Lula's China visit to refresh Brazil ties with pragmatic approach

FILE PHOTO: Luiz Inacio Lula da Silva takes office as Brazil's President in Brasilia

By Anthony Boadle and Lisandra Paraguassu

BRASILIA (Reuters) - Brazilian President Luiz Inacio Lula da Silva heads to China this weekend for a five-day visit to refresh relations with his country's largest export market and seek new Chinese investment in the Latin American country.

Lula will meet with Xi Jinping on March 28 in Beijing, the first foreign leader to visit the Chinese leader since he secured a precedent-breaking third term as president.

The trip to China comes less than two months after Lula met with U.S. President Joe Biden at the White House, as Brasilia aims for a pragmatic foreign policy balancing ties with its top trading partners despite growing tensions between the two.

"Brazil has to keep a flexible and pragmatic position in this dispute between China and the United States," said Senator Hamilton Mourao, who as Brazilian vice president met with Xi in Beijing in 2019. That made him a key conciliatory voice on China in the government of former President Jair Bolsonaro, whose ideological base cheered his diplomatic spats with Beijing.

Lula is traveling with a large delegation that includes a half dozen cabinet ministers, plus governors, lawmakers and 240 business leaders, over a third from Brazil's farm sector, which sends the lion's share of its beef, soybeans and wood pulp to China. Lula will also visit Shanghai later in the week.

Foreign Ministry officials said Brazil wants to diversify its trade with China beyond iron ore, soy, oil and meat exports, with preparations to sign agreements on technology, innovation and sustainable development.

In an early positive sign, China resumed on Thursday imports of Brazilian beef that had been suspended for a month after an atypical case of mad cow disease was diagnosed in Brazil.
══════
**WHAT YOU HAVE TO DO**
According to the article on Lula's China visit, how many business leaders are in his traveling delegation?

**SUPPLIED RECORDS**
══════
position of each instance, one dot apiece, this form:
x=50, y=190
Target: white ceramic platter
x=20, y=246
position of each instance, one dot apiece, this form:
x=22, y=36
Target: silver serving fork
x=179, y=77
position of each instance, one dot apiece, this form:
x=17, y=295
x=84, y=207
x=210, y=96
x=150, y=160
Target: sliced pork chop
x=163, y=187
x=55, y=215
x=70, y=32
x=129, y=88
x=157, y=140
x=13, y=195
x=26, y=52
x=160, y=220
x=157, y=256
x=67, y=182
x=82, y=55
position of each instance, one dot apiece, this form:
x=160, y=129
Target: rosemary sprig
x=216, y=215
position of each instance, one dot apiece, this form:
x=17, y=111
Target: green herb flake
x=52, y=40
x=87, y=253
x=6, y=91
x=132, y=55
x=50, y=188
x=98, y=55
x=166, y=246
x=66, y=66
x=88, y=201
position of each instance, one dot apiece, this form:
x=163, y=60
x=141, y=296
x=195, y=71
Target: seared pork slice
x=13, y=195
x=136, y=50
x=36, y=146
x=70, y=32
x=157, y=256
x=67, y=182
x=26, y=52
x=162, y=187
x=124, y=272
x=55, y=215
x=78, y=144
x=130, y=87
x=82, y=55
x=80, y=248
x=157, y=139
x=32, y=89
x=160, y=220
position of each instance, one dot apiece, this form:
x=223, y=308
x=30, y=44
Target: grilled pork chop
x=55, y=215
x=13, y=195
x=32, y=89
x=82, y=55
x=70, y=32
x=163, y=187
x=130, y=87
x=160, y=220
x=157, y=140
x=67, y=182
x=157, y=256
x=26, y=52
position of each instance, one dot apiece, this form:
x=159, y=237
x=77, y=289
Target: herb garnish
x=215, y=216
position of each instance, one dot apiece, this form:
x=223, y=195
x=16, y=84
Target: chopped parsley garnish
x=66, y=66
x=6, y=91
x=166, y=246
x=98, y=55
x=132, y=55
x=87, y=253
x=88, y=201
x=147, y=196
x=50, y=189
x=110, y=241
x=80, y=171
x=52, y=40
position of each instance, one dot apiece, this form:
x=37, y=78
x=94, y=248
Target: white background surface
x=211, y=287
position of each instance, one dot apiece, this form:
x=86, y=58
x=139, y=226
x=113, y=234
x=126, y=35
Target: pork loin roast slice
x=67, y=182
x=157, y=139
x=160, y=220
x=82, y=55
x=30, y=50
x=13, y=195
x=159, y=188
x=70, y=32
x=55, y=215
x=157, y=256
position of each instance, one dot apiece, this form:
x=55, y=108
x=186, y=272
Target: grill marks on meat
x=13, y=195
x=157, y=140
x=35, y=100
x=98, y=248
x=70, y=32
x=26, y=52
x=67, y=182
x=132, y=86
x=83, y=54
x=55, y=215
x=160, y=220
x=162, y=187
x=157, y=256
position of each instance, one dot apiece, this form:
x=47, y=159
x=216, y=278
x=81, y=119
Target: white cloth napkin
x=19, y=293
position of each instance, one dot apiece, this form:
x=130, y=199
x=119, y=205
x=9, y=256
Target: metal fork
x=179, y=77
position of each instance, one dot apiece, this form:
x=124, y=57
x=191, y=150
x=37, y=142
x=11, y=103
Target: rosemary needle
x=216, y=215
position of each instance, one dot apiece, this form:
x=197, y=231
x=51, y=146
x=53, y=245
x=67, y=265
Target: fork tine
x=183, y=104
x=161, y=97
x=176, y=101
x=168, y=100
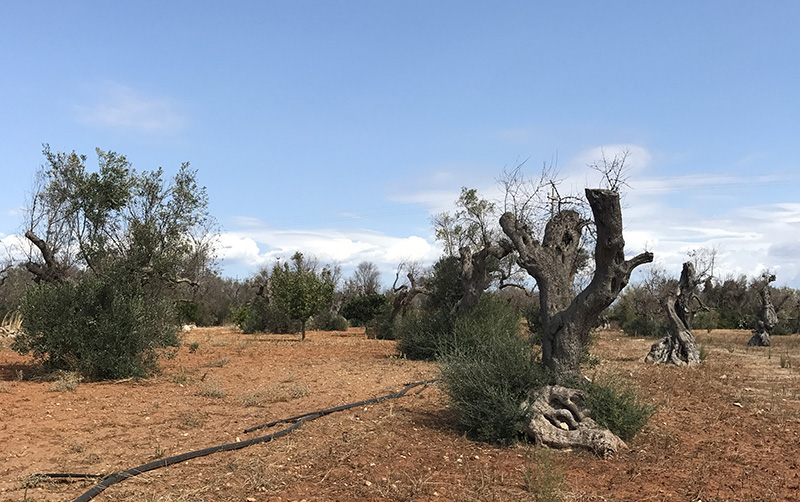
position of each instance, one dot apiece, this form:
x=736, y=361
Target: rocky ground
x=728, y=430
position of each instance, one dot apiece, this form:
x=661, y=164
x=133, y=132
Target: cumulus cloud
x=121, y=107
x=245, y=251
══════
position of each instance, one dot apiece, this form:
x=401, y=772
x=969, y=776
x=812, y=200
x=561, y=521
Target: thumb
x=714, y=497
══════
**YOUR SOLUTION**
240